**What you need to do**
From the records below, copy every line that contains the word "point".
^^^^
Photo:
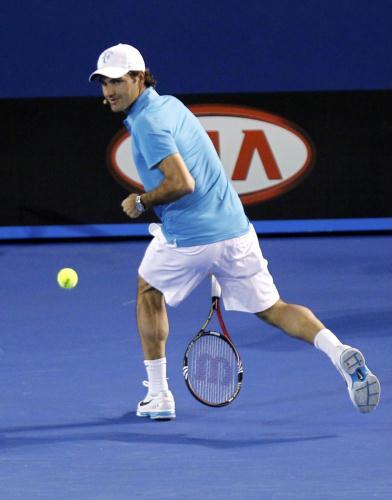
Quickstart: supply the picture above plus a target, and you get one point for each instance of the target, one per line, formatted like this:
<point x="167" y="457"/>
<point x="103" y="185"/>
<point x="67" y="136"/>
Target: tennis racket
^^^^
**Exercise response**
Quickstart: supply the picture above plus a target, and you get one point for each instance of the target, one per line, formatted like this:
<point x="167" y="457"/>
<point x="103" y="185"/>
<point x="67" y="136"/>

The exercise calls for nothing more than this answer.